**EXERCISE OBJECTIVE**
Exactly as written, retype all of the records that come next.

Excerpts from a dataset
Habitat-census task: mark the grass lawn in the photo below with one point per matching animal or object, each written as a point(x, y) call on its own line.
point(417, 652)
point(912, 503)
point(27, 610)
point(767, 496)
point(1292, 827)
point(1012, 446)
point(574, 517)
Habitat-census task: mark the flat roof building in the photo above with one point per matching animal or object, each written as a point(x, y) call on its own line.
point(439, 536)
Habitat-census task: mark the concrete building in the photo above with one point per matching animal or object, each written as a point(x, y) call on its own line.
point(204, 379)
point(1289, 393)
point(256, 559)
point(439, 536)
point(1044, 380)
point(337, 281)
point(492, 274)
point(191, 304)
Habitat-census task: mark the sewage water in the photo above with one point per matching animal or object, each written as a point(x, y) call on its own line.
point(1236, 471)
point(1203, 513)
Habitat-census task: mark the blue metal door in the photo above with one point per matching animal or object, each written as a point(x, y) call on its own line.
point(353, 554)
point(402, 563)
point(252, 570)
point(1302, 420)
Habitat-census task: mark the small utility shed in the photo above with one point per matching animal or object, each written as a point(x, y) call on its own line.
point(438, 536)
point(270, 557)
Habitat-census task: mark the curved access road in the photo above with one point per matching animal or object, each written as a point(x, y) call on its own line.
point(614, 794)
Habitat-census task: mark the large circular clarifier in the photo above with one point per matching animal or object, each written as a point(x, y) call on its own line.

**SOLUTION BELOW**
Habitat-census task: mark the grass lawn in the photo below with one point per matching animal or object, each written as a point(x, y) call on its own line.
point(417, 652)
point(912, 503)
point(27, 610)
point(767, 496)
point(1292, 827)
point(1012, 446)
point(574, 517)
Habitat-census task: mark the flat roof building in the photo above with one point per matching animal or object, each written as a point(x, y) call on its own line.
point(439, 536)
Habitat-census task: mark the concrete building in the photo above with one point per matching animal or object, each written as a point(x, y) call on its own line.
point(204, 379)
point(1289, 393)
point(256, 559)
point(439, 536)
point(1044, 380)
point(337, 281)
point(492, 274)
point(191, 304)
Habitat-census task: mark the sewage water in the photo above with one point per matching animal or object, each written as a point(x, y) call on its own line.
point(1236, 471)
point(1203, 513)
Habitat-census task: mark the blue metal door in the photo above with one point per matching animal or object, each written as a point(x, y) call on its own line.
point(353, 554)
point(402, 563)
point(252, 570)
point(1302, 420)
Habitat-census task: mark the small utility shed in the photo above with one point per matching animal or object, each written as a point(x, y) call on its own line.
point(438, 536)
point(270, 557)
Habitat-census task: mark the curved access road in the photo above with one point per matching animal or object, each written as a point(x, y) call on its own line.
point(614, 794)
Habitat-census task: mark the large circular clarifier in the photo above with one point per matching animal or object, each written as a point(x, y) call on its own line.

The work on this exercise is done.